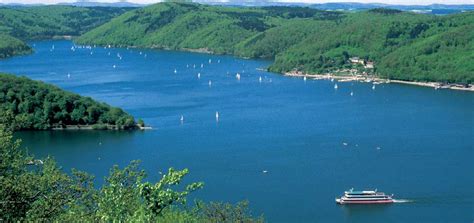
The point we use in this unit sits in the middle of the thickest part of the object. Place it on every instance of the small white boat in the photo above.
(364, 197)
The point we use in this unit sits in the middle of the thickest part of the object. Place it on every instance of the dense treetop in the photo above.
(40, 191)
(403, 45)
(10, 46)
(36, 105)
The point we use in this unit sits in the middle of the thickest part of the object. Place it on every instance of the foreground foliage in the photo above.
(44, 193)
(403, 45)
(36, 105)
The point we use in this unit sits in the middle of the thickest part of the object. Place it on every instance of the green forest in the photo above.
(40, 191)
(402, 45)
(11, 46)
(34, 105)
(19, 24)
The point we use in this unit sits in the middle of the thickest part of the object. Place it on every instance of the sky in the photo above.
------
Exactly reproduce the entries above, minus the pictures.

▸ **Answer to this exercise**:
The point we use in this unit sits in the middle of the thickest part of the object. Place it on every instance of the small white boat in the photo above.
(364, 197)
The point we use in this unit sits in the middle of the thickest part of the object. Place it on every instance of the dense treetop in the photo above.
(40, 191)
(403, 45)
(10, 46)
(36, 105)
The point we use in this unit sits in the middle of the thickest part of the object. Place it on every instance of the foreground foliage in the photo above.
(44, 193)
(403, 45)
(36, 105)
The point we use in this unit sits in the middle of the thickest part of the object. Place it on every instance of the green forest in the photo above.
(40, 191)
(402, 45)
(11, 46)
(34, 105)
(19, 24)
The point we use in this unit sits in the middle of the thickest part of the object. Place it on every instance of the sky in the photo above.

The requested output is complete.